start Material for this exercise

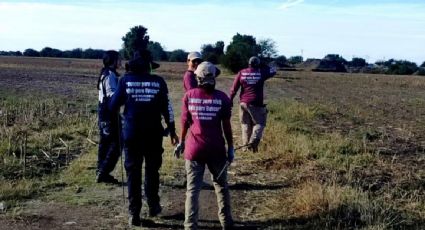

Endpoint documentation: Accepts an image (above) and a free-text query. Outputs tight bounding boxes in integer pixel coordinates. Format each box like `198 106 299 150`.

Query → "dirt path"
0 163 280 229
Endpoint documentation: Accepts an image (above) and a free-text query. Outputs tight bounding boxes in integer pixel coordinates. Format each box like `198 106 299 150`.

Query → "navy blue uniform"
97 69 120 176
110 73 175 215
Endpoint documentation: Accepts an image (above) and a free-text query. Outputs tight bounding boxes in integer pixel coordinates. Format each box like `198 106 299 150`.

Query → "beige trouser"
184 160 233 229
239 103 267 147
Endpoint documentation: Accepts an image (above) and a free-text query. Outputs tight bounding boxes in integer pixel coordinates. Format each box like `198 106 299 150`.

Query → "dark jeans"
97 118 121 175
124 135 164 215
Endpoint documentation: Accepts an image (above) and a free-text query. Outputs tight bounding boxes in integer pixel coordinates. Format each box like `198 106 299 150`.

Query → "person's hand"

end Material for this exercise

→ **The request**
Please give each line of the data above as a JSON list of strings, one string per line, with blank lines left out. Leave any picture out of the answer.

→ **Task solution**
[
  "Endpoint documentation: Accepts an image (above) and a free-text query. Outputs tight bounding boxes in integer pixel coordinates. Format each box like `198 106 299 150`.",
  "Query → \"dirt path\"",
  "0 163 280 229",
  "Endpoint documentation: Accepts an image (above) and a free-text query. Outputs tight bounding boxes in integer pixel coordinates. Format each box like `198 106 299 150`.",
  "Query → \"navy blue uniform\"",
  "97 69 120 176",
  "110 73 175 215",
  "Endpoint documentation: Accepts an image (above) and a free-text query. Outputs tight bounding boxes in integer pixel coordinates. Format each box like `198 106 299 150`.",
  "Query → \"beige trouser\"",
  "184 160 233 229",
  "239 103 267 147",
  "Endpoint documentation: Accepts an image (above) and a free-text query. Outputs tight bounding boxes in integer pixel coordinates. Format each box like `198 106 299 150`.",
  "Query → \"dark jeans\"",
  "97 118 121 175",
  "124 135 164 215",
  "Endpoint documentation: Accepts an image (above) and a free-text query. Outputs tight bounding boxes in integer pixel coordinates. Format each box like `198 106 299 150`.",
  "Query → \"person's hand\""
]